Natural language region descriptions
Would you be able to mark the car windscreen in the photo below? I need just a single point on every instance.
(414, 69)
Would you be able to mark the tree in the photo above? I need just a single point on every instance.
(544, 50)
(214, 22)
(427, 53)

Task prompt
The lines above should be duplicated exactly.

Exercise answer
Would you be able to mark the car windscreen in the photo below? I need just a single point on every instance.
(414, 69)
Would you be able to mark the tree in the photo above? I need just a single point on every instance.
(544, 50)
(214, 22)
(427, 53)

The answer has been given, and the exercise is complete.